Return every row below word for word, without changing anything.
--- begin MATERIAL SUPPLIED ---
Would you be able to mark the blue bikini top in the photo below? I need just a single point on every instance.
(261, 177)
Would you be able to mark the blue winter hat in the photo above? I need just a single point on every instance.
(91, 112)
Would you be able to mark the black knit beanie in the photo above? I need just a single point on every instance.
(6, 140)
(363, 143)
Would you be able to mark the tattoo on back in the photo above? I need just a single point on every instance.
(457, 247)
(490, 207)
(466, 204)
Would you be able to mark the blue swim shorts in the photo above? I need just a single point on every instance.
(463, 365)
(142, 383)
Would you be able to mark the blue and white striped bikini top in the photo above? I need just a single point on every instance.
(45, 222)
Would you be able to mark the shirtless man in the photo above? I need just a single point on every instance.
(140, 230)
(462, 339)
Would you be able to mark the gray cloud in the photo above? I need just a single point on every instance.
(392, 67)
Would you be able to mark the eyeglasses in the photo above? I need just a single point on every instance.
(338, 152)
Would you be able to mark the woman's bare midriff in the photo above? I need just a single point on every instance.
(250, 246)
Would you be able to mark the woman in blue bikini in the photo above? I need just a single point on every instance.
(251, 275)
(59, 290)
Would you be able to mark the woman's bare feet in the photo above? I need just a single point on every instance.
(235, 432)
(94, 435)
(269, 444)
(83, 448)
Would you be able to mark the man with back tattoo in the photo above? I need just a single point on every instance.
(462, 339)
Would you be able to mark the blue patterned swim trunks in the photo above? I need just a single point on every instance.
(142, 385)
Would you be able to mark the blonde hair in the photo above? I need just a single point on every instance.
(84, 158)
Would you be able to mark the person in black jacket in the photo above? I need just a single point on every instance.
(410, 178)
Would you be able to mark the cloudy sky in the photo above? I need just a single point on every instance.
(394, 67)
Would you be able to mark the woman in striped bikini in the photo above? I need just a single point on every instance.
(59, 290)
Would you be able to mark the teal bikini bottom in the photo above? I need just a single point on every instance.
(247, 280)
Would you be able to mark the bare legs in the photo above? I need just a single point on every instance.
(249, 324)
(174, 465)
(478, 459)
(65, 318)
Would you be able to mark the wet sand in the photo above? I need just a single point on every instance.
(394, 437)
--- end MATERIAL SUPPLIED ---
• **TASK OUTPUT**:
Would you be able to mark the blue bikini top in the photo below? I need just a single point on every instance.
(261, 177)
Would you be able to mark the blue winter hat in the photo above? I need just a single point on every instance.
(91, 112)
Would you be able to mark the black knit beanie in the photo above? I need just a single point on every instance.
(6, 140)
(363, 143)
Would you be able to mark the tattoo on back in the photo above? I need just a single point on every instance.
(457, 247)
(490, 207)
(466, 204)
Would you be able to mark the blue swim shorts in the photo above? I need just a single point on every instance.
(463, 365)
(142, 383)
Would you be able to mark the blue and white striped bikini top in the photo above? I need just a single point on every instance.
(45, 222)
Would you be able to mark the shirtless man in the photo above? I need just a single point on every instance.
(140, 230)
(462, 339)
Would you be able to mark the gray cloud in the photo above? I need just a single point on every instance.
(392, 67)
Would you be able to mark the eyeglasses in the photo above? I need just a single point on every instance.
(338, 152)
Would you be able to mark the woman's bare midriff in the photo above? I need just a single point on every instance.
(250, 246)
Would you be able to mark the woman in blue bikini in the photo above? I need just a single point on every instance.
(251, 275)
(59, 290)
Would you be able to mark the woman's bare feet in the photo above? I need just a single point on every instance.
(235, 432)
(94, 435)
(269, 444)
(83, 448)
Would you be able to mark the man with back tattoo in the photo above? I need just a single point on every instance.
(462, 339)
Would you be able to mark the blue patterned swim trunks in the photo above? I need just a single point on every instance.
(142, 385)
Would you be able to mark the blonde hair in the photo above? I need just a single point on every instance.
(84, 158)
Would you be able to mark the person in black jacket in the photo above? I need just a single point on every instance.
(410, 178)
Would you be able to mark the cloudy sky in the photo above? I need just a single point on every instance.
(394, 67)
Would you be able to mark the woman in striped bikini in the photo above? I need just a single point on every instance.
(59, 290)
Would you be able to mark the teal bikini bottom in the photo above? I need just a single point on every instance.
(247, 280)
Would you be able to mark the bare legs in the photo above? I need just a single point on every instance.
(249, 324)
(174, 465)
(478, 459)
(65, 318)
Would you be able to mark the wet sand in the photo above? I need just a single point on every instance.
(394, 437)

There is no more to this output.